WORK TO BE COMPLETED ▸ In the entries below, find the lines that contain the word "black" and copy them.

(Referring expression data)
------------------------------

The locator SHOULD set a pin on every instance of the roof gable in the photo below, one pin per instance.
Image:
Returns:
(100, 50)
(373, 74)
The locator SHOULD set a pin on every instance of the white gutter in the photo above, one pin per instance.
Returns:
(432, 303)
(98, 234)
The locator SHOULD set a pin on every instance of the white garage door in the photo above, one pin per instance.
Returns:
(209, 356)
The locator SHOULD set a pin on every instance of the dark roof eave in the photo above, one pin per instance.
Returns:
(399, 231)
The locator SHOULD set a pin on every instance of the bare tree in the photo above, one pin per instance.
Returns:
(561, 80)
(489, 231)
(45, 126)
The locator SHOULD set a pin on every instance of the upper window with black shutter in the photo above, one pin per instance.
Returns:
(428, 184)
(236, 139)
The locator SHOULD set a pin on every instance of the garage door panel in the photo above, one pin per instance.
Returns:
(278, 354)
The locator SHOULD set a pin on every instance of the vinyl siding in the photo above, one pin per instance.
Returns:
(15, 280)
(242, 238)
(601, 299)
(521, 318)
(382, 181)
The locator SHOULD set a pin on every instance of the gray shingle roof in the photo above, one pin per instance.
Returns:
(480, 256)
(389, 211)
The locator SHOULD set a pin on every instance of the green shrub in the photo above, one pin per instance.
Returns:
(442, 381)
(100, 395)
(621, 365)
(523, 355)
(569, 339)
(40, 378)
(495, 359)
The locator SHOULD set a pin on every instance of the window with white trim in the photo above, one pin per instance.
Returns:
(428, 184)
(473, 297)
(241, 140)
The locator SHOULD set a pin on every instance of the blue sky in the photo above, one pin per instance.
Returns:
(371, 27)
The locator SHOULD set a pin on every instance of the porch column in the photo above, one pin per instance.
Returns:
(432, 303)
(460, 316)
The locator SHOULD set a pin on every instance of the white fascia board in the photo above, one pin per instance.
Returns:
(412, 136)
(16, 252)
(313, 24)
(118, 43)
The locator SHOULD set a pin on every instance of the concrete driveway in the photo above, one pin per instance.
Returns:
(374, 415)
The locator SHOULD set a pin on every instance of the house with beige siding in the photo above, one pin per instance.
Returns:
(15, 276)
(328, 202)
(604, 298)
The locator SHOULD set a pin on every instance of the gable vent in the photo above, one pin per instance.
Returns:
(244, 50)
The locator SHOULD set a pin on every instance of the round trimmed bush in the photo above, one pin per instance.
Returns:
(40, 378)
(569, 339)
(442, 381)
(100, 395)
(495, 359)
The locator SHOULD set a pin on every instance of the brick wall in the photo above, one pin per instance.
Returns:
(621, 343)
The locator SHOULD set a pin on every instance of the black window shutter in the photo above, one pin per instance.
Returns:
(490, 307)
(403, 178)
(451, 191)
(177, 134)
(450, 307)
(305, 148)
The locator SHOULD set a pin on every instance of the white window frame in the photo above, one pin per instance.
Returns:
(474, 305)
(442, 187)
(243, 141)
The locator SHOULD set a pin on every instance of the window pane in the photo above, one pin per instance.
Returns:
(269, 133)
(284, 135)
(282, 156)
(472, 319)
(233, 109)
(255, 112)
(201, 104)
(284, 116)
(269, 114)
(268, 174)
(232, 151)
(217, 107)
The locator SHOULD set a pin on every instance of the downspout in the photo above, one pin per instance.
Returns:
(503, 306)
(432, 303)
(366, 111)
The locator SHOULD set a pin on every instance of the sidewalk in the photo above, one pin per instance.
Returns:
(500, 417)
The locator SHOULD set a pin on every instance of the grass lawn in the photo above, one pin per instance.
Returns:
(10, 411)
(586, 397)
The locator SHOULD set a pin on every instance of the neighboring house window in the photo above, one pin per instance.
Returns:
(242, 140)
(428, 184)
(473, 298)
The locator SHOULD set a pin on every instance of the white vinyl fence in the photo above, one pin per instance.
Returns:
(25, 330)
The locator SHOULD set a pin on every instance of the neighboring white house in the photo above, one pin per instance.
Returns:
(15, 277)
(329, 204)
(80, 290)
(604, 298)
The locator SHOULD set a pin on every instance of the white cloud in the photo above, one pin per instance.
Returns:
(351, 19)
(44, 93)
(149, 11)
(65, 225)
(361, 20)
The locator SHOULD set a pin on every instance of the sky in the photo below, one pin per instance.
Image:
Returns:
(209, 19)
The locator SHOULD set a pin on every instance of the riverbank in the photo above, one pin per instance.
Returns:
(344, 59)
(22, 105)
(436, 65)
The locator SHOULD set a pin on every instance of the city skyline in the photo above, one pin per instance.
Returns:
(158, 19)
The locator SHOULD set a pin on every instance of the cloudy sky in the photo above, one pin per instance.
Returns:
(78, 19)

------------------------------

EXERCISE RESULT ▸
The locator SHOULD set a pin on every instance of the upper window with black shutter in the photo above, one pin per instance.
The locator SHOULD set a pin on every instance of the black window shutter in the photo above, one pin per instance.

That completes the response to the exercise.